• _Excerpted passage_:
:::::

Book Review: Globalization and Environmental Reform: The Ecological Modernization of the Global Economy

In International Review for Environmental Strategies (IRES) Volume 3 Number 1(Summer 2002)
Peer-reviewed Article

Book Review "Globalization and Environmental Reform: The Ecological Modernization of the Global Economy" by Arthur P. J. Mol, Professor, Environmental Sociology and Policy at Wageningen University, The Netherlands.
Publisher information: Massachusetts: Massachusetts Institute of Technology, 2001.
ISBN: 0-262-13395-4, 273 pp., U.S.$ 37.95 (hbk).

Reviewer: Takashi Matsumura, Sub Project Leader, Senior Research Fellow, IGES Long-Term Perspective and Policy Integration Project, Japan

Ten years have passed since an epoch-making conference-the 1992 United Nations Conference on Environment and Development (UNCED), also known as the Earth Summit, in Rio de Janeiro, Brazil. When leaders meet next at the Johannesburg Summit 2002 (the World Summit on Sustainable Development) in South Africa, they will confront a world situation markedly different in many ways. Globalization, fueled by the liberalization of trade and capital markets and the rapid development of information and communication technologies, has dramatically changed the world's socio-economic landscape.

The 1990s was a time of increasing prosperity for countries and enterprises, when the average annual rate of growth of the gross domestic product (GDP) of developing countries as a whole increased to 4.3 percent and the overall rate of absolute income poverty declined from 29 percent in 1990 to 23 percent in 1998.

At the dawn of a new century and a new millennium, however, people have been recognizing a dark side of globalization-that the economic benefits brought by globalization of the world economy have been distributed unevenly. According to factsheets prepared by the United Nations for the Johannesburg Summit, the poorest 10 percent of the world's population have only 1.6 percent of the income of the richest 10 percent, and the richest 1 percent receive as much income as the poorest 57 percent. In terms of equity, these disparities cannot be interpreted as being healthy. Furthermore, several financial crises that have recently occurred bring the benefits of globalization into question-globalization can take away as much as it gives. Thus, globalization of the world economy has become one of the most pressing threats to implementing sustainable development for the present and future generations.

This book is very useful for those who are not yet familiar with the current debate on globalization and its environmental implications. Chapter 1 briefly reviews the current anti-globalization movements and the existing literature on globalization and the environment. This short literature survey provides readers with a clear picture of the intellectual achievements to date and a point of departure for the further analysis explored in this book.

The author quotes the following three points as the views held by a majority of sociologists on globalization itself: (1) globalization is concentrated in the interlinked economies of Europe, North America, Japan, and Southeast Asia; (2) the North-South gap is narrowing for some high-performance economies, but widening for others; and (3) delinking has lost much of its appeal as a means of escaping the devastating consequences of economic globalization, particularly for developing countries or regions.

In a review of analytical papers on globalization and the environment, the author concludes that there are only a few studies that provide an overall view of how globalization is related to the environment, and that the majority of these contributions analyze the relationship between globalization and the environment in rather negative terms, highlighting the environmental threats of globalization.

Chapters 2 to 5 provide the theoretical background on the issues. Chapter 2 contains a detailed review and interpretation of the theories of globalization itself, which the author emphasizes is a multi-dimensional phenomenon and that no single cause and factor can be identified accordingly. The author also stresses that the globalization process has both homogenizing and heterogenizing aspects. In chapter 3, the theory of ecological modernization of production and consumption is briefly explained. In this regard, this book is very useful for those unfamiliar with the theory. Chapters 4 and 5 are devoted to addressing both the positive and negative sides of globalization.

:::::

• _Task details_:
Reproduce the book review above word for word, from "Publisher information: Massachusetts: Massachusetts" to "world's socio-economic landscape.".

:::::

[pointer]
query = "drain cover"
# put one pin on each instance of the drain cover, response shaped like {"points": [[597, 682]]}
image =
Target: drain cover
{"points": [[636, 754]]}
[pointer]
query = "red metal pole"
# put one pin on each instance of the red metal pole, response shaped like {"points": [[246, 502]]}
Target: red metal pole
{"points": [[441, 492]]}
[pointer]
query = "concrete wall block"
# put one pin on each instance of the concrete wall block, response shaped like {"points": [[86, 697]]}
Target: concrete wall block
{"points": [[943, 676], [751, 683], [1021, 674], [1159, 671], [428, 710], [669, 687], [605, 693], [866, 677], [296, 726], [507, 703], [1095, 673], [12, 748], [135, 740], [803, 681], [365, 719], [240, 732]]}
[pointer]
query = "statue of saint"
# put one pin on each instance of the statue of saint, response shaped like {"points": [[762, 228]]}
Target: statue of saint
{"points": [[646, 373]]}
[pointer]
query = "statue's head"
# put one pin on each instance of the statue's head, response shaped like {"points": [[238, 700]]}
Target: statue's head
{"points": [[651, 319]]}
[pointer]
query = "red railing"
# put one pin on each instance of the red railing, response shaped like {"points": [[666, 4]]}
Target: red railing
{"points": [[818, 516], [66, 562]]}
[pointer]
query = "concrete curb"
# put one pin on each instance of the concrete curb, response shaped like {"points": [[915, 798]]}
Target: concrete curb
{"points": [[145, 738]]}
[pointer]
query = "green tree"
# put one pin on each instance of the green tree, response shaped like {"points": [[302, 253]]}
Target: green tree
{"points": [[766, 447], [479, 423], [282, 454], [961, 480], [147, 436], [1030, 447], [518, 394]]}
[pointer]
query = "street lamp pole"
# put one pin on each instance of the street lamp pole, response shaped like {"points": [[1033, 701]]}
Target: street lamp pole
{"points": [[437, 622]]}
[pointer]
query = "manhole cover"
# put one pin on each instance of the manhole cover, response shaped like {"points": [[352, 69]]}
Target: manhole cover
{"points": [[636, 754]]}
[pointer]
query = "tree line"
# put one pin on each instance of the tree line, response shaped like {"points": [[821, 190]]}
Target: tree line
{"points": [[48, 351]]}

:::::

• _Problem solution_:
Publisher information: Massachusetts: Massachusetts Institute of Technology, 2001.
ISBN: 0-262-13395-4, 273 pp., U.S.$ 37.95 (hbk).

Reviewer: Takashi Matsumura, Sub Project Leader, Senior Research Fellow, IGES Long-Term Perspective and Policy Integration Project, Japan

Ten years have passed since an epoch-making conference-the 1992 United Nations Conference on Environment and Development (UNCED), also known as the Earth Summit, in Rio de Janeiro, Brazil. When leaders meet next at the Johannesburg Summit 2002 (the World Summit on Sustainable Development) in South Africa, they will confront a world situation markedly different in many ways. Globalization, fueled by the liberalization of trade and capital markets and the rapid development of information and communication technologies, has dramatically changed the world's socio-economic landscape.